Article:
Delete records matching regex

Trying to create a client application which can find records in a set matching a regex - since there are 100 millions of records in the database (matching regex) it may not be feasible to do a scan or even use an expression filter.

Please suggest recommendations on how to do it without bringing down the cluster.

Thanks in advance, Sri

Hi Sri,

There are a couple of options depending on the use case. First, as you mention, you can scan the records and apply an expression filter. This will load all the records, apply the expression filter and return just the ones which match. Whilst this will have to inspect all 100m records, it will be done in parallel across the cluster and typically with multiple threads per node so performance should be reasonable.

Is there any way to narrow the search criteria down at all? For example with a date range or some other consideration which would allow a secondary index + expression filter to be used? Even if it was something like “80% of the time the users want to match a prefix with a wildcard at the end” we could optimize for the common case.

Aim 1: Filter the records below and copy every line that contains the word "slope", treating uppercase and lowercase as different.

Items from a data source:
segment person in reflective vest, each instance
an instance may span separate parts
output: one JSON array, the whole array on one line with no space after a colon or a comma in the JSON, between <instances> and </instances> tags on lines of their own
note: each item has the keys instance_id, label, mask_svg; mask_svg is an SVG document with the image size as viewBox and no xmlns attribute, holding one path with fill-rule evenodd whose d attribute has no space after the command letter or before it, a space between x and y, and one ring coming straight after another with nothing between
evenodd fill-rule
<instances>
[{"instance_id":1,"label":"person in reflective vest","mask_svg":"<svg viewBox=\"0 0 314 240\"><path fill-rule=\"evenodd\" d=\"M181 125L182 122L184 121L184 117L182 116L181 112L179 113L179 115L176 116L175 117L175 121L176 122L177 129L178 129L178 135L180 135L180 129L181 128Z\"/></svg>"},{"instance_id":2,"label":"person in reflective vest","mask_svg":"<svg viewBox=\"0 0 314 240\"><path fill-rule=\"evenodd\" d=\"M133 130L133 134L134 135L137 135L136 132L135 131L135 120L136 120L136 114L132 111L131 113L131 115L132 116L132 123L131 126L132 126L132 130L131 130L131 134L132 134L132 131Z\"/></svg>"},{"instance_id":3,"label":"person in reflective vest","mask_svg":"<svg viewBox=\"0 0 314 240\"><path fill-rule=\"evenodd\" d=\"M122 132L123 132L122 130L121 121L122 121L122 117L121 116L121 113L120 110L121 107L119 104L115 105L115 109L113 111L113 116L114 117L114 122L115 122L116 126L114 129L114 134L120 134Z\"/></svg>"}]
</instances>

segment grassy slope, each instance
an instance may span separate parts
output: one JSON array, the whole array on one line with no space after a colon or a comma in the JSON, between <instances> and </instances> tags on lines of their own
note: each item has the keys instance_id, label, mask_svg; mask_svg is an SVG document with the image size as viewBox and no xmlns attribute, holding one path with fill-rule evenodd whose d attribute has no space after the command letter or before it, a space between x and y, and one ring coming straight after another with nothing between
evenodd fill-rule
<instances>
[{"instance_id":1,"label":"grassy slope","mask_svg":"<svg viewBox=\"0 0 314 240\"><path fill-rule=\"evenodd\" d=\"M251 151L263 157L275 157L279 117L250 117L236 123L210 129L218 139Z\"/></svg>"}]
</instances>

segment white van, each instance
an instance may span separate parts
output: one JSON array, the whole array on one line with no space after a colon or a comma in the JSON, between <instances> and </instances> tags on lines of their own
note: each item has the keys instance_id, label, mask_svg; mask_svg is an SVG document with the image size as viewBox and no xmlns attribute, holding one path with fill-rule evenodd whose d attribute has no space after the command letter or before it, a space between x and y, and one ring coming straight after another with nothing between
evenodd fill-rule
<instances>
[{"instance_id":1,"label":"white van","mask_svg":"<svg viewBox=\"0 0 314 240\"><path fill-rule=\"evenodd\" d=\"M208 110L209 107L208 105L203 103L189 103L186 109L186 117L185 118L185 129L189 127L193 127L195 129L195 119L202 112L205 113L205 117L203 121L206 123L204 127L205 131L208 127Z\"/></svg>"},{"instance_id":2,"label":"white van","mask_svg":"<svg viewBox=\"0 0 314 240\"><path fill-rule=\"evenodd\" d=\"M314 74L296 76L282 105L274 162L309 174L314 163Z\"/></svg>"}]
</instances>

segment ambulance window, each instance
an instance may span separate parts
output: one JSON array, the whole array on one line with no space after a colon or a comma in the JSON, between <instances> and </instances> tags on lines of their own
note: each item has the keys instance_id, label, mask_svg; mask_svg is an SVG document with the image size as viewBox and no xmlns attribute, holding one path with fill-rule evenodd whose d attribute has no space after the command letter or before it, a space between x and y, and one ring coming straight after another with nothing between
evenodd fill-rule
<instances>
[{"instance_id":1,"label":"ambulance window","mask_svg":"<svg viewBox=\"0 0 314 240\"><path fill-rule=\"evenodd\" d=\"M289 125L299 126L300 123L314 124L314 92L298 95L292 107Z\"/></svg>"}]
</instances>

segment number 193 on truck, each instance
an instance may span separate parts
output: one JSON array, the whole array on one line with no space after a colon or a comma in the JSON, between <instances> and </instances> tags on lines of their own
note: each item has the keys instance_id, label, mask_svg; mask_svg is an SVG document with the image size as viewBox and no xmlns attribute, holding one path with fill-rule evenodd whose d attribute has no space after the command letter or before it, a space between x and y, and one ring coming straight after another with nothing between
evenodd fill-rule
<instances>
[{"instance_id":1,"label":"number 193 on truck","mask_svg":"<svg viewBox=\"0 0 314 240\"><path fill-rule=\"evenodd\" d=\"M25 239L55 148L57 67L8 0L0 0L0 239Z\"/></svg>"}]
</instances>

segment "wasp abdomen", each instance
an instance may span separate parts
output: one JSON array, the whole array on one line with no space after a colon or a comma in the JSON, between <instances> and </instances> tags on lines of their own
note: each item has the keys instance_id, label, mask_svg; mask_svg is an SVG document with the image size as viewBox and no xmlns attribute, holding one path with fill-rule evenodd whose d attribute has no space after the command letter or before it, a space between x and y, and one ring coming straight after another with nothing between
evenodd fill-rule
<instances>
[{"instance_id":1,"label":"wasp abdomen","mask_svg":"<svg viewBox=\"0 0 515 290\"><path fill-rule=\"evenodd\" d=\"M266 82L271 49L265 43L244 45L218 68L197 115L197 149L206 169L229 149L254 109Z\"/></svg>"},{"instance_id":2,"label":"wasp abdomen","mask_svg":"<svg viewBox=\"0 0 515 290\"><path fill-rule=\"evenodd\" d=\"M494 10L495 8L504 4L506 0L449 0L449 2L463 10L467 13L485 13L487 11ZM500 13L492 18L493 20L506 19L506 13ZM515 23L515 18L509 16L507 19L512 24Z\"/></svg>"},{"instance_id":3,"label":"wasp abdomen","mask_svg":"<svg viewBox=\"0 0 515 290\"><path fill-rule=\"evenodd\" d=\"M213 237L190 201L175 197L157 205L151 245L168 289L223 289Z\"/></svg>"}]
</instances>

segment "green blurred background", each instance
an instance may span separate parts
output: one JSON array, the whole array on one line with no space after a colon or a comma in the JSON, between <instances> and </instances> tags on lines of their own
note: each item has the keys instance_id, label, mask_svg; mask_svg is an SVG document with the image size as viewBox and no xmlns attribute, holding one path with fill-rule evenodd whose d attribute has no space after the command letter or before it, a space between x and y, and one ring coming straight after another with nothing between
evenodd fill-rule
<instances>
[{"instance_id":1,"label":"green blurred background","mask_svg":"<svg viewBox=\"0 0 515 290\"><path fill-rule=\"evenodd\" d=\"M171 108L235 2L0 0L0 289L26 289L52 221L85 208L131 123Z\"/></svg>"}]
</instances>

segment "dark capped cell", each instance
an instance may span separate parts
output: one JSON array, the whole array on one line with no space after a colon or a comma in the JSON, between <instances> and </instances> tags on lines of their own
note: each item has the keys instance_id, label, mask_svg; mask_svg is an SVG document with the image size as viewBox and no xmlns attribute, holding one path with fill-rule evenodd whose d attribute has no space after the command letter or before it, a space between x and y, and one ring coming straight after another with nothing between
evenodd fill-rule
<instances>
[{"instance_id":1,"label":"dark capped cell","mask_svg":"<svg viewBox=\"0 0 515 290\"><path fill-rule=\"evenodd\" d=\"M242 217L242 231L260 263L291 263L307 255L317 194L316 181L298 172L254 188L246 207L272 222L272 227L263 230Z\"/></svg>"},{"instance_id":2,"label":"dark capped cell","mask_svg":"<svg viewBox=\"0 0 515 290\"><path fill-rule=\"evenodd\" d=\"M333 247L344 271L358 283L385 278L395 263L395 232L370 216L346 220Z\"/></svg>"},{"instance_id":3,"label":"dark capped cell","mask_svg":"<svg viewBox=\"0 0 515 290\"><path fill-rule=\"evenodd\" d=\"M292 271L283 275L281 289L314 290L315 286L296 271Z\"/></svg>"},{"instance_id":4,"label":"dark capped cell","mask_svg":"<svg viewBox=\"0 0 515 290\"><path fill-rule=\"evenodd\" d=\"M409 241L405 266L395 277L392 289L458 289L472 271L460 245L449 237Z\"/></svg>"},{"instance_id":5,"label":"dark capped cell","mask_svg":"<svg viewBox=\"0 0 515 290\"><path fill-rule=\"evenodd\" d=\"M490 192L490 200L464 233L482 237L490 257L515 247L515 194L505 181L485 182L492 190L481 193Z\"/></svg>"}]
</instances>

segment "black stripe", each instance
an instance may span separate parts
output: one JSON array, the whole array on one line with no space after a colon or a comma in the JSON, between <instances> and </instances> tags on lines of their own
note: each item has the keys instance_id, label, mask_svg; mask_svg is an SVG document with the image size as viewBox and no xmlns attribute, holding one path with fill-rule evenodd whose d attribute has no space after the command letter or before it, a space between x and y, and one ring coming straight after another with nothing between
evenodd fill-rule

Aim 2: Repeat the stretch of the forum thread from "Delete records matching" through "down the cluster." word for word.

Response 1:
segment grassy slope, each instance
[{"instance_id":1,"label":"grassy slope","mask_svg":"<svg viewBox=\"0 0 314 240\"><path fill-rule=\"evenodd\" d=\"M251 151L263 157L275 157L279 117L250 117L236 123L210 129L218 139Z\"/></svg>"}]

Response 2:
Delete records matching regex

Trying to create a client application which can find records in a set matching a regex - since there are 100 millions of records in the database (matching regex) it may not be feasible to do a scan or even use an expression filter.

Please suggest recommendations on how to do it without bringing down the cluster.